===== STORED DATA =====

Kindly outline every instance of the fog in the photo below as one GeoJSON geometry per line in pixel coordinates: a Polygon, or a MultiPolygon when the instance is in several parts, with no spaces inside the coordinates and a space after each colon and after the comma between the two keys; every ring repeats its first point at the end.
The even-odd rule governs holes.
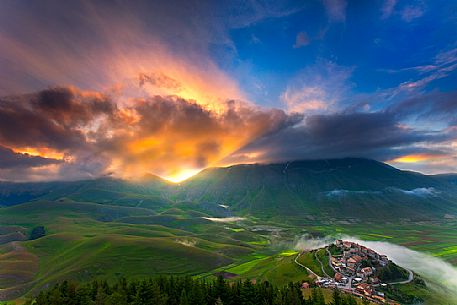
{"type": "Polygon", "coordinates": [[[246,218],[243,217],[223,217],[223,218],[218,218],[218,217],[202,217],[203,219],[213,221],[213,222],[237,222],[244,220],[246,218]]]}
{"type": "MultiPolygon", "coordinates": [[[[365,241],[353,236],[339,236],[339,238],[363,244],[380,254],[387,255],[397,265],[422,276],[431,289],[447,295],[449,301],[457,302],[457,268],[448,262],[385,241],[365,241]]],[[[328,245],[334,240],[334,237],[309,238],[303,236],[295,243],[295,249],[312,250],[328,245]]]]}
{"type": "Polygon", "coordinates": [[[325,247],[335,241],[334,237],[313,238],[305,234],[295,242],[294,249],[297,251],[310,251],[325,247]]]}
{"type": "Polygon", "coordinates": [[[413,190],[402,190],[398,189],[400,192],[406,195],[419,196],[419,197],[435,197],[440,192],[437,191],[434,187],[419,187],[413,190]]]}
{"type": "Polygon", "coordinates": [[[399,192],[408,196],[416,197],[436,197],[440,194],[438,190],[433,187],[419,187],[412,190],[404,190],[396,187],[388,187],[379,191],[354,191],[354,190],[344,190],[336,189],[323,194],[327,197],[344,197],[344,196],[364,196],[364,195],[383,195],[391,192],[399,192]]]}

=====

## TASK BRIEF
Line by line, print the records above exactly, skipping each picture.

## ANSWER SPACE
Kindly outline every instance of the fog in the photo below as one GeoJSON geometry per line in pixel coordinates: a Polygon, or a MultiPolygon when the instance is in several parts, with no spaces inside the coordinates and a space after each colon and after the comma between the two keys; every ring repeats its first point at the end.
The even-odd rule governs holes.
{"type": "Polygon", "coordinates": [[[246,218],[243,217],[223,217],[223,218],[218,218],[218,217],[202,217],[203,219],[213,221],[213,222],[237,222],[244,220],[246,218]]]}
{"type": "MultiPolygon", "coordinates": [[[[365,241],[353,236],[339,236],[339,238],[363,244],[380,254],[387,255],[397,265],[422,276],[431,289],[447,295],[449,301],[457,302],[457,268],[448,262],[385,241],[365,241]]],[[[328,245],[334,240],[334,237],[309,238],[303,236],[295,243],[295,249],[312,250],[328,245]]]]}
{"type": "Polygon", "coordinates": [[[325,247],[335,241],[334,237],[313,238],[305,234],[295,242],[294,249],[297,251],[310,251],[325,247]]]}
{"type": "Polygon", "coordinates": [[[413,190],[402,190],[398,189],[400,192],[406,195],[419,196],[419,197],[435,197],[440,192],[437,191],[434,187],[419,187],[413,190]]]}
{"type": "Polygon", "coordinates": [[[399,192],[408,196],[416,197],[436,197],[440,194],[438,190],[433,187],[419,187],[412,190],[404,190],[396,187],[388,187],[379,191],[354,191],[354,190],[344,190],[336,189],[323,194],[327,197],[344,197],[344,196],[364,196],[364,195],[383,195],[391,192],[399,192]]]}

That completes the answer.